┏━━
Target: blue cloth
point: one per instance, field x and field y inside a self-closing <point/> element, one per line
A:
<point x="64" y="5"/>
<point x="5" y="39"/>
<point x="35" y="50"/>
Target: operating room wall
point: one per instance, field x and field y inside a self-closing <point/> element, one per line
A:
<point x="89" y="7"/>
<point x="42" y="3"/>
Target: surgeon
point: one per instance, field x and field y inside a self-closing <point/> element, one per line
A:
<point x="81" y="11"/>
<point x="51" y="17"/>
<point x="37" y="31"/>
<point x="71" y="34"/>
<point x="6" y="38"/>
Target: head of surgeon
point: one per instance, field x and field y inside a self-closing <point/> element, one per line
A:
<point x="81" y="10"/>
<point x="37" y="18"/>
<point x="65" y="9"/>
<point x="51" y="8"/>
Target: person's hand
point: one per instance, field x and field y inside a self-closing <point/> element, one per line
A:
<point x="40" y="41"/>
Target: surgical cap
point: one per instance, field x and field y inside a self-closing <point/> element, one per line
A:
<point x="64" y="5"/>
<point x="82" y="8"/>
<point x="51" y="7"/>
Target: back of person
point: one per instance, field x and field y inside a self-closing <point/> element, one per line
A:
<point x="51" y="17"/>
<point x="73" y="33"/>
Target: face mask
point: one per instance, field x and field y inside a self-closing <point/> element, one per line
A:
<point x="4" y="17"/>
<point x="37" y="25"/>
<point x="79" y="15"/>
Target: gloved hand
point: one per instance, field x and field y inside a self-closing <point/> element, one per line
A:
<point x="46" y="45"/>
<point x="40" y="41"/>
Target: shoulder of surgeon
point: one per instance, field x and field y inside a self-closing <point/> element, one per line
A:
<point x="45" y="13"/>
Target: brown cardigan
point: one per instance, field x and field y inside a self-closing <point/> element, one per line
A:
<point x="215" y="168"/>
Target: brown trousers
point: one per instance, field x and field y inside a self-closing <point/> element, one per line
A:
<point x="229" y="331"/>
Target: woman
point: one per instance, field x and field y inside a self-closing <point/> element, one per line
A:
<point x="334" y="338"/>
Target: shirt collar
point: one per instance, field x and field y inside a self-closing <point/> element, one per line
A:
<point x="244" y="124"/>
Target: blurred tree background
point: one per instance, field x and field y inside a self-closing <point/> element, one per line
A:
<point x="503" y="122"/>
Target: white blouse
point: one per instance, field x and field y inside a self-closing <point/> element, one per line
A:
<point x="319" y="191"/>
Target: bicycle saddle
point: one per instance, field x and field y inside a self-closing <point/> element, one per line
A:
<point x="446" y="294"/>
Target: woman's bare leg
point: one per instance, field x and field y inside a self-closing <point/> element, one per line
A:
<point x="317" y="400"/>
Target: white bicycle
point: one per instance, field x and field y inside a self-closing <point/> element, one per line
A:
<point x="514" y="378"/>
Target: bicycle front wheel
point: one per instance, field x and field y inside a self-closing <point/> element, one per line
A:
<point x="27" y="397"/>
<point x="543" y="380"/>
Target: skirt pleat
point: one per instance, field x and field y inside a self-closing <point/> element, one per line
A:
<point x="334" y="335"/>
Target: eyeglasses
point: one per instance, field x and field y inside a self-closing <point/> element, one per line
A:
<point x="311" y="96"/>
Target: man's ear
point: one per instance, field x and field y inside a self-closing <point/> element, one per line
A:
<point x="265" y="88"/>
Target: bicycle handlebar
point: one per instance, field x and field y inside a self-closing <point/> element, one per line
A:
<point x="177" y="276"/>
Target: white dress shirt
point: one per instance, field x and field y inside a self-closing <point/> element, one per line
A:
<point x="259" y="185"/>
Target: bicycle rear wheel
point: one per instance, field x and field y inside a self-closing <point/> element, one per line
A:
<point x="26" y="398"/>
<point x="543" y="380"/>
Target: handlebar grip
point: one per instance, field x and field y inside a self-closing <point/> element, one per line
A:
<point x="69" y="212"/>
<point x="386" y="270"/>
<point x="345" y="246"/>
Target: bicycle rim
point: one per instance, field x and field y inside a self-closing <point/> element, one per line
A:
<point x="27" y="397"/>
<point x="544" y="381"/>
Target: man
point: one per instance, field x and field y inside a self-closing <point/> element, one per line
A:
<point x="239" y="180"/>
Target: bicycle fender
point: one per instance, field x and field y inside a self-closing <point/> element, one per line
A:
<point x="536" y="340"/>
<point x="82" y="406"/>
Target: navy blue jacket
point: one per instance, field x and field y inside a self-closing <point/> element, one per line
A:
┗━━
ASSIGNMENT |
The answer must be a verbatim transcription of the entries above, from the first line through the line that contains "Target: operating room wall", and nothing more.

TASK OUTPUT |
Target: blue cloth
point: one per instance, field x and field y inside a self-closing <point/> element, one per line
A:
<point x="64" y="5"/>
<point x="5" y="39"/>
<point x="35" y="50"/>
Target: operating room wall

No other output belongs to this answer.